→ Supplied records
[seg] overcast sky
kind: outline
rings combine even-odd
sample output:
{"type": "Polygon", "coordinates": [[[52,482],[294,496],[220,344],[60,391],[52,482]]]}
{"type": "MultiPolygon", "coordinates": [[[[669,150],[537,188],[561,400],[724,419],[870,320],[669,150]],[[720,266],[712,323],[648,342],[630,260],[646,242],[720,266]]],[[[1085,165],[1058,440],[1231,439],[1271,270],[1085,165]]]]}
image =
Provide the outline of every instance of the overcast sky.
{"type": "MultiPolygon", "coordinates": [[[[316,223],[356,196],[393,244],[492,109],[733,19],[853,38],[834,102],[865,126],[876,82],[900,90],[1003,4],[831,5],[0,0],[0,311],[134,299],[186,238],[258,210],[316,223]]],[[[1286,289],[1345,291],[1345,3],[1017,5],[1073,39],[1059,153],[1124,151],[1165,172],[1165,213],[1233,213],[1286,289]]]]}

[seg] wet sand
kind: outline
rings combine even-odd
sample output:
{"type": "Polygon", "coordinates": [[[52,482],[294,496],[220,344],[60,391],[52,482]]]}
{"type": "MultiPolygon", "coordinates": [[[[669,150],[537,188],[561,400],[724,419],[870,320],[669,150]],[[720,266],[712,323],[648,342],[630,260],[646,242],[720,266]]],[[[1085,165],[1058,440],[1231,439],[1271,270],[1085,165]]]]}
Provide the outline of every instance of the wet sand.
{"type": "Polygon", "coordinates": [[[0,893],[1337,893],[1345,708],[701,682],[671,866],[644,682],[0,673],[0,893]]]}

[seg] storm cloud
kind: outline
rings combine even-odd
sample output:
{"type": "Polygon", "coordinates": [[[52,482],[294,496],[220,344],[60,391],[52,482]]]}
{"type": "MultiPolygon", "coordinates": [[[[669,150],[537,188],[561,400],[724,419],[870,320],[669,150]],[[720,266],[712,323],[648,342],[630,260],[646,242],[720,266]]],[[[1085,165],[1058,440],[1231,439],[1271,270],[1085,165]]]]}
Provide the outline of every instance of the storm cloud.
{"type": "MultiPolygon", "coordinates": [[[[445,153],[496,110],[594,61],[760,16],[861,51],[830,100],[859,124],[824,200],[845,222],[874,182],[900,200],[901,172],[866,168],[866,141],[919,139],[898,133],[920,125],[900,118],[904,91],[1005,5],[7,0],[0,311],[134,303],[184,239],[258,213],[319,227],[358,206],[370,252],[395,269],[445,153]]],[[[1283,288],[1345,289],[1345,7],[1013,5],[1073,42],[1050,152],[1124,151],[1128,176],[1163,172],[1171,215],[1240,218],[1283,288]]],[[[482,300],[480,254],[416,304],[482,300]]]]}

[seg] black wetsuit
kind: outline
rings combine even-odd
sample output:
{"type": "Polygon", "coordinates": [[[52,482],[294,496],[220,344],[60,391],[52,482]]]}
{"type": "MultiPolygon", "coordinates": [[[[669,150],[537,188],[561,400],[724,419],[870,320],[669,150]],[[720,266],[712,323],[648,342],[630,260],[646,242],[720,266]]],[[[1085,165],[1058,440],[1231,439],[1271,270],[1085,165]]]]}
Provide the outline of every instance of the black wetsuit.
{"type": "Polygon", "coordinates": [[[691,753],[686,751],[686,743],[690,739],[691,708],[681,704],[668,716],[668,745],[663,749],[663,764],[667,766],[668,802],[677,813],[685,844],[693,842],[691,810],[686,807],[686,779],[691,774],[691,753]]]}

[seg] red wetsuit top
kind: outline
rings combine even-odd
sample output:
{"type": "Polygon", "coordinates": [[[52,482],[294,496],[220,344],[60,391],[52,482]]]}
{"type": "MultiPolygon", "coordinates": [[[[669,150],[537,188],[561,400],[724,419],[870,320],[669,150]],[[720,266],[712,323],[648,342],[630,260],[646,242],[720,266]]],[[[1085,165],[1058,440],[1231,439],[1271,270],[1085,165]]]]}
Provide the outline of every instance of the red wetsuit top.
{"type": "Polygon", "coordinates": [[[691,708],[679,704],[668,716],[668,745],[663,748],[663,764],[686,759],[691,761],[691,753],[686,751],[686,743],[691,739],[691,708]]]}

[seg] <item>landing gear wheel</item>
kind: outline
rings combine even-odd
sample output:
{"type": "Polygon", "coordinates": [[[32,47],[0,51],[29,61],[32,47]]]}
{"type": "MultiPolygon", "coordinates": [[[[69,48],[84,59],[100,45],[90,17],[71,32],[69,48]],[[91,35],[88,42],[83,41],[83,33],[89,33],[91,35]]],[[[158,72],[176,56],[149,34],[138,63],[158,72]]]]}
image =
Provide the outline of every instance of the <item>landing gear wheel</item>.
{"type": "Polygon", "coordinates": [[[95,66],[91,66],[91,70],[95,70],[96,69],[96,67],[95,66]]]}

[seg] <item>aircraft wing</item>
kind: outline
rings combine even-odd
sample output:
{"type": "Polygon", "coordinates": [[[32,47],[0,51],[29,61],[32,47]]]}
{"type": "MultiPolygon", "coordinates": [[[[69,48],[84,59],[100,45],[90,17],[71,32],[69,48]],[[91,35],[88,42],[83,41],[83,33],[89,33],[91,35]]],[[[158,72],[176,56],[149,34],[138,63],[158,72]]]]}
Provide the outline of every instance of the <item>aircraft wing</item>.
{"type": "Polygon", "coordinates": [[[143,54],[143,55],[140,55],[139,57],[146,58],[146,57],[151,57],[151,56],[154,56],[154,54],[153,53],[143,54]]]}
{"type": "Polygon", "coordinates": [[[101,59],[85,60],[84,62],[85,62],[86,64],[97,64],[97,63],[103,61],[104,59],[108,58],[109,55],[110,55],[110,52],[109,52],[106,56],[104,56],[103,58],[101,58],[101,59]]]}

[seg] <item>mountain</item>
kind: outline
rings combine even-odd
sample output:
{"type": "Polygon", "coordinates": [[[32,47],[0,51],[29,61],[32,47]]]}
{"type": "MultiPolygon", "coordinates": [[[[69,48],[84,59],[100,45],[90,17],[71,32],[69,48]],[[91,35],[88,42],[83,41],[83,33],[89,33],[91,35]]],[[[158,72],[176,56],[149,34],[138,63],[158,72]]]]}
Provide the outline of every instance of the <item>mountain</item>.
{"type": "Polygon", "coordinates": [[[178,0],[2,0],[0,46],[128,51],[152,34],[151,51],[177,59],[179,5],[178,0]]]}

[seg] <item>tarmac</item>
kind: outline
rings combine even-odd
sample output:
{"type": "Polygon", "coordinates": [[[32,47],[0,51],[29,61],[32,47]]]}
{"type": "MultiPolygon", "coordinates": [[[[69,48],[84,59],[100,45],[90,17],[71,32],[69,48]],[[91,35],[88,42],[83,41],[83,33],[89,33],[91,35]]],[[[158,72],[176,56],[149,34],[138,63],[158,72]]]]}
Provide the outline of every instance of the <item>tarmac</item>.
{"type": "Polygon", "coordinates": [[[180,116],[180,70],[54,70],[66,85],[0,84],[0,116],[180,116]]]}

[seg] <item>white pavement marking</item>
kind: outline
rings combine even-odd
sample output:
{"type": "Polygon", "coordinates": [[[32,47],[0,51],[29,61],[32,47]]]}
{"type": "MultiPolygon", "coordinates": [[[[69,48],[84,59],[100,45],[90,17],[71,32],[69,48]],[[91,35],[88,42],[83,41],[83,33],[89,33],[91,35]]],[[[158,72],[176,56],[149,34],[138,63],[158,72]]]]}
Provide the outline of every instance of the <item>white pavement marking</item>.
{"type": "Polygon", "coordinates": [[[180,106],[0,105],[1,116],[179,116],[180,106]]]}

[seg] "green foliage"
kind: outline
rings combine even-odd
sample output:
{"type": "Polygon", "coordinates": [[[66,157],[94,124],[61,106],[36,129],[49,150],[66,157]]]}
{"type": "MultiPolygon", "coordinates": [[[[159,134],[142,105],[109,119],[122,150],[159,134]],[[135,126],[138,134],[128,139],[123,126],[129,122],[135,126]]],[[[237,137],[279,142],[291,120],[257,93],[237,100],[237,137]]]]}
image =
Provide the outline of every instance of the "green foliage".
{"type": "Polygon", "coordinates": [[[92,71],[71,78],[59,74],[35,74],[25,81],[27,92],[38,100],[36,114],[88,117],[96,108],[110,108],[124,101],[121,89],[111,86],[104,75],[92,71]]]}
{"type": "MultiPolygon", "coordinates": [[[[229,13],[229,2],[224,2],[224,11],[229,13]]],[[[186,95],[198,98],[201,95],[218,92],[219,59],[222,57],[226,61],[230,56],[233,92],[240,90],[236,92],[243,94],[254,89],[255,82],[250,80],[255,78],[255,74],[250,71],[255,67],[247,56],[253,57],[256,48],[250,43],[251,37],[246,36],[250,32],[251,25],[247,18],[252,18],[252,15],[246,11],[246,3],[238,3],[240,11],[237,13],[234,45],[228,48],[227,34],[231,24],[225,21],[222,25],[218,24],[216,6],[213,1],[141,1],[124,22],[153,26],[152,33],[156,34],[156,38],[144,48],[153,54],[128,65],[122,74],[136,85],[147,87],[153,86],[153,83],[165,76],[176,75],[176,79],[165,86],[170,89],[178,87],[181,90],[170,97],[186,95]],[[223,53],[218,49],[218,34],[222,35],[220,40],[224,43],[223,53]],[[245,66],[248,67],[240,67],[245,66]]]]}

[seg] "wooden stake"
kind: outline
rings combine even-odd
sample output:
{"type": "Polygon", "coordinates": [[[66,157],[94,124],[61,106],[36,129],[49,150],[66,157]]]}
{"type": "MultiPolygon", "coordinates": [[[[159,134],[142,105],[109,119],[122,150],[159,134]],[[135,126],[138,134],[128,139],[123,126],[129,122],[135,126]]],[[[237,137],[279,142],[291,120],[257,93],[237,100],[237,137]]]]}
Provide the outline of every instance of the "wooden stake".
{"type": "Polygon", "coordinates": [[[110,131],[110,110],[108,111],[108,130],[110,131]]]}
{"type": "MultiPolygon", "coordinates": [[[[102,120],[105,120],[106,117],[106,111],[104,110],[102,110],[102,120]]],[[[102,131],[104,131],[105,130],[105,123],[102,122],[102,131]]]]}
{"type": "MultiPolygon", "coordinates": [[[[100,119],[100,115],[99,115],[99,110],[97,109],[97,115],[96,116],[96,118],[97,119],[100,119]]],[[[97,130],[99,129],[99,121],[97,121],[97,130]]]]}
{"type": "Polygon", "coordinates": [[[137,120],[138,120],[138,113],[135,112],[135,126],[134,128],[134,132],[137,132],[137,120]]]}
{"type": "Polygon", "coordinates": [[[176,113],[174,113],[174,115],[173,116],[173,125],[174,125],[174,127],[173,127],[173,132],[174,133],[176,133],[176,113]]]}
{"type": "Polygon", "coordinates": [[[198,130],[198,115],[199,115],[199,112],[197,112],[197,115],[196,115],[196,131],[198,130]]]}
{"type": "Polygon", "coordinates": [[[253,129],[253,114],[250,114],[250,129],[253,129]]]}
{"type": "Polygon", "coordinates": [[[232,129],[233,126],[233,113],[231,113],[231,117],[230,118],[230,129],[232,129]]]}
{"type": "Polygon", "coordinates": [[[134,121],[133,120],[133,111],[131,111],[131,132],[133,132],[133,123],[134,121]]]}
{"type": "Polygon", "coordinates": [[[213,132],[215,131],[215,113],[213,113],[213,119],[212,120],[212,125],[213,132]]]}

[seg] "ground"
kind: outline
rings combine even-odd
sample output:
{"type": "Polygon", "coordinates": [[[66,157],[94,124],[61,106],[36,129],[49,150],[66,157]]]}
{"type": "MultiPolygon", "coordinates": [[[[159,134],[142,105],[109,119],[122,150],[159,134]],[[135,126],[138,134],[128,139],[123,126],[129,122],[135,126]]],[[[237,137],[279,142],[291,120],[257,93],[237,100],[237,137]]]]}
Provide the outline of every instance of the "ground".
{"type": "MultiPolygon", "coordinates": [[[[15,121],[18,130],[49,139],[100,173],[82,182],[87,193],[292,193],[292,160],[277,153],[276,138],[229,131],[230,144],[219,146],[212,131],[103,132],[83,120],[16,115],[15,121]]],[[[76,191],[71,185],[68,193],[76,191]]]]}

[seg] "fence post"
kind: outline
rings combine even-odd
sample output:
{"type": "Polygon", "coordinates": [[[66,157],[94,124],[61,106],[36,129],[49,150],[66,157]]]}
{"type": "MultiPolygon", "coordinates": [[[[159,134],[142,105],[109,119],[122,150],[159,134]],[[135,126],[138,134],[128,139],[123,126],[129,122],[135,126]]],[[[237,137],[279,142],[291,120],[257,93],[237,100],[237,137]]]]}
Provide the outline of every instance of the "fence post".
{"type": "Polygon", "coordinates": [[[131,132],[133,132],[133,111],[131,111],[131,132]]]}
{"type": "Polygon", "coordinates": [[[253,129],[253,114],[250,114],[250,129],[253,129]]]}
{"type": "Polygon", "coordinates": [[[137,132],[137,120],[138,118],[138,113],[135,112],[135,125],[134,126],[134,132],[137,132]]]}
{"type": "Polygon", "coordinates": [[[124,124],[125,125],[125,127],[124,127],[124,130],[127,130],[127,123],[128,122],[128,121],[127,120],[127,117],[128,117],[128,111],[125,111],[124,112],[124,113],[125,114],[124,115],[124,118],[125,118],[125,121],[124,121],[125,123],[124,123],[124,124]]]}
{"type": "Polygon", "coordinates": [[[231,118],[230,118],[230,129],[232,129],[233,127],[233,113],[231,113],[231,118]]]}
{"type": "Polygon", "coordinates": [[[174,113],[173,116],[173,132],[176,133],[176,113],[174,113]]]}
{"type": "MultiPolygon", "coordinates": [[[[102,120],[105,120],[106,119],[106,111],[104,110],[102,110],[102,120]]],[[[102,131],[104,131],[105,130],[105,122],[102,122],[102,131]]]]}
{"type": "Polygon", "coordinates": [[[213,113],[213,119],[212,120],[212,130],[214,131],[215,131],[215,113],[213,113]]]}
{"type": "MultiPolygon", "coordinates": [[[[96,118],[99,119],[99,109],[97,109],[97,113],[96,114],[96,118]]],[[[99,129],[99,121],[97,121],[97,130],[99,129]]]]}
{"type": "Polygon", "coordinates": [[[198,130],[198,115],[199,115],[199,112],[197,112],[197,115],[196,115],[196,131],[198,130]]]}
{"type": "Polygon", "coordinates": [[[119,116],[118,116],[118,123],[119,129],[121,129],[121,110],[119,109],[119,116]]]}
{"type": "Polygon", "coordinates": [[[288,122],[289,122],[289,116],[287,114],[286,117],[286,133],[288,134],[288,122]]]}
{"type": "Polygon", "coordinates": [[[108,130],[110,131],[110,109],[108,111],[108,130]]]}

→ What this task involves
Return each line of the data above that contains the string "wooden". Matching is case-sensitive.

→ Answer to this exercise
[seg] "wooden stake"
Provide the outline of every instance of the "wooden stake".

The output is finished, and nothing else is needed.